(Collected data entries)
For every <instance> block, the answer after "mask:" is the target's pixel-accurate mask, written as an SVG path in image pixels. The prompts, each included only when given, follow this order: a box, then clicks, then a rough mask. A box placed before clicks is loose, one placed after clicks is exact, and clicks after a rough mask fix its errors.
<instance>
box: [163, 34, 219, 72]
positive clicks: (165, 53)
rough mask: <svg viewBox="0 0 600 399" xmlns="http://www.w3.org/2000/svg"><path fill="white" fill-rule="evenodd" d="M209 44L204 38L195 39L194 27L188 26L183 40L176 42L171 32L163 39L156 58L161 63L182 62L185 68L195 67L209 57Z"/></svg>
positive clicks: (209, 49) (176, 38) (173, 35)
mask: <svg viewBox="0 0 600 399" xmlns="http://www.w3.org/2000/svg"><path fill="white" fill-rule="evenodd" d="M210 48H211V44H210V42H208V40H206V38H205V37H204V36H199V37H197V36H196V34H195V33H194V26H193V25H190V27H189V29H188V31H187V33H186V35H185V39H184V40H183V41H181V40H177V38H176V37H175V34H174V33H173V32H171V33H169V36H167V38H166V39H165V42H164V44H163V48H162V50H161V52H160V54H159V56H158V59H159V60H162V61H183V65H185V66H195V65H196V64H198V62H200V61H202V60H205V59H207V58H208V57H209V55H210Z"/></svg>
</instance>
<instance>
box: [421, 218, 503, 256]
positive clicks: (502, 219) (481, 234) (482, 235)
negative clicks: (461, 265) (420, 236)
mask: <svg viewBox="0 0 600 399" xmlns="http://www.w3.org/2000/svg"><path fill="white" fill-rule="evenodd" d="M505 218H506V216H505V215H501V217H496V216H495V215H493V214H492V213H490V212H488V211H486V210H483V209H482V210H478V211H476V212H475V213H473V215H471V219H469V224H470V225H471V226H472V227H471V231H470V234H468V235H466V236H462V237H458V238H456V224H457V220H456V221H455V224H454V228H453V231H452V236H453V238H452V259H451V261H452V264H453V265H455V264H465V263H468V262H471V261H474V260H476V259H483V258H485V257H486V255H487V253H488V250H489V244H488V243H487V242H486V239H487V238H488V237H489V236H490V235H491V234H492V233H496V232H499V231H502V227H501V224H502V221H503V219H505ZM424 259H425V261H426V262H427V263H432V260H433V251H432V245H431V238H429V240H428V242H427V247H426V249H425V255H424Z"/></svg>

§ **Task**: A word-for-word transcription of all the data is needed.

§ **Exercise solution**:
For every <instance> block, the answer after "mask:" is the target's pixel-accurate mask, written as an SVG path in image pixels. The prompts, each included only when given, follow this order: a box, then clicks, then a rough mask. A box placed before clicks is loose, one placed after clicks is exact, and clicks after a rough mask fix its errors.
<instance>
box: [163, 34, 219, 72]
positive clicks: (165, 53)
rough mask: <svg viewBox="0 0 600 399" xmlns="http://www.w3.org/2000/svg"><path fill="white" fill-rule="evenodd" d="M209 44L204 38L195 39L194 27L188 26L183 40L176 42L171 32L163 39L156 58L161 63L182 62L185 68L195 67L209 57Z"/></svg>
positive clicks: (209, 49) (176, 38) (173, 35)
mask: <svg viewBox="0 0 600 399" xmlns="http://www.w3.org/2000/svg"><path fill="white" fill-rule="evenodd" d="M210 48H211V44H210V42H208V40H206V38H205V37H204V36H199V37H197V36H196V34H195V33H194V26H193V25H190V27H189V29H188V31H187V33H186V35H185V39H184V40H183V41H181V40H177V38H176V37H175V34H174V33H173V32H171V33H169V36H167V38H166V39H165V42H164V44H163V48H162V50H161V52H160V54H159V56H158V59H159V60H162V61H183V65H185V66H195V65H196V64H198V62H200V61H202V60H205V59H207V58H208V57H209V55H210Z"/></svg>
</instance>
<instance>
box: [421, 218, 503, 256]
positive clicks: (502, 219) (481, 234) (482, 235)
negative clicks: (461, 265) (420, 236)
mask: <svg viewBox="0 0 600 399" xmlns="http://www.w3.org/2000/svg"><path fill="white" fill-rule="evenodd" d="M505 218H506V216H505V215H501V217H496V216H495V215H493V214H492V213H490V212H488V211H486V210H483V209H482V210H478V211H476V212H475V213H473V215H471V219H469V224H470V225H471V226H472V227H471V231H470V234H468V235H466V236H462V237H458V238H456V224H457V220H456V221H455V224H454V228H453V231H452V236H453V238H452V259H451V261H452V264H453V265H455V264H465V263H468V262H471V261H474V260H476V259H483V258H485V257H486V255H487V253H488V250H489V244H488V243H487V242H486V239H487V238H488V237H489V236H490V235H491V234H492V233H496V232H499V231H502V227H501V224H502V221H503V219H505ZM424 259H425V261H426V262H427V263H432V260H433V251H432V245H431V238H429V240H428V242H427V247H426V249H425V255H424Z"/></svg>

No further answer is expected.